● **Excerpt**
========

For reference, below is an example of file cell.conf:

$VAR1 = {
          'Internal' => {
                          'Interface infiniband prefix' => 'ib',
                          'Interface ethernet prefix' => 'eth'
                        },
          'Hostname' => 'host.domain.com',
          'Timezone' => 'America/New_York',
          'Interfaces' => [
                            {
                              'IP address' => '192.168.10.5',
                              'Hostname' => 'host-priv.domain.com',
                              'Netmask' => '255.255.252.0',
                              'Net type' => 'Private',
                              'Slaves' => [
                                            'ib0',
                                            'ib1'
                                          ],
                              'Name' => 'bondib0',
                              'State' => 1
                            },
                            {
                              'Hostname' => 'host.domain.com',
                              'IP address' => 'XX.XX.XX.XX',
                              'Netmask' => '255.255.254.0',
                              'Net type' => 'Management',
                              'Name' => 'eth0',
                              'State' => 1,
                              'Gateway' => 'XX.XX.XX.XX'
                            },
                            {
                              'Hostname' => 'host-dr.domain.com',
                              'IP address' => 'XX.XX.XX.XX',
                              'Netmask' => '255.255.255.0',
                              'Net type' => 'Other',
                              'Name' => 'eth3',
                              'State' => 1,
                              'Gateway' => 'XX.XX.XX.XX'
                            },
                            {
                              'Hostname' => 'hostpublic.domain.com',
                              'IP address' => 'XX.XX.XX.XX',
                              'Netmask' => '255.255.254.0',
                              'Net type' => 'SCAN',
                              'Name' => 'eth4',
                              'State' => 1,
                              'Gateway' => 'XX.XX.XX.XX'
                            },
                            {
                              'Name' => 'ib0',
                              'State' => 1,
                              'Master' => 'bondib0'
                            },
                            {
                              'Name' => 'ib1',
                              'State' => 1,
                              'Master' => 'bondib0'
                            }
                          ],
          'Ntp drift' => '/var/lib/ntp/drift',
          'Version' => '11.2.2.3.0',
          'Ntp servers' => [
                             'XX.XX.XX.XX'
                           ],
          'Nameservers' => [
                             'XX.XX.XX.XX',
                             'XX.XX.XX.XX',
                             'XX.XX.XX.XX'
                           ],
          'Unlinked interfaces' => [],
          'Node type' => 'db',
          'Default gateway device' => 'eth4',
          'ilom' => {
                      'ILOM Nameserver' => 'XX.XX.XX.XX',
                      'ILOM Timezone' => 'America/New_York',
                      'ILOM Netmask' => '255.255.254.0',
                      'ILOM IP address' => 'XX.XX.XX.XX',
                      'ILOM Search' => 'us.oracle.com',
                      'ILOM Second NTP server' => '0.0.0.0',
                      'ILOM Short Hostname' => 'host-ilom',
                      'ILOM Fully qualified hostname' => 'host-ilom.us.oracle.com',
                      'ILOM First NTP server' => 'XX.XX.XX.XX',
                      'ILOM Gateway' => 'XX.XX.XX.XX',
                      'ILOM Use NTP Servers' => 'enabled'
                    }
        };




   * Execute /opt/oracle.cellos/ipconf -nocodes -f

   * Validate configuration files:

    

#cd /etc/sysconfig/network-scripts

#grep bondib0 if*



This should report entries in 3 files:



# grep bondib0 ifc*

ifcfg-bondib0:DEVICE=bondib0

ifcfg-ib0:MASTER=bondib0

ifcfg-ib1:MASTER=bondib0



Example of the configuration files





## ifcfg-bondib0





#### DO NOT REMOVE THESE LINES ####

#### %GENERATED BY CELL% ####

DEVICE=bondib0

USERCTL=no

BOOTPROTO=none

ONBOOT=yes

IPADDR=192.168.10.5

NETMASK=255.255.252.0

NETWORK=192.168.8.0

BROADCAST=192.168.11.255

BONDING_OPTS="mode=active-backup miimon=100 downdelay=5000 updelay=5000 num_grat_arp=100"

========

● **Exercise task**
In the cell.conf example from the excerpt, which device is set as the default gateway device?

● **Source excerpt**
========

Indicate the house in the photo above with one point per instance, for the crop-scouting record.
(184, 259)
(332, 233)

========

● **Worked answer**
eth4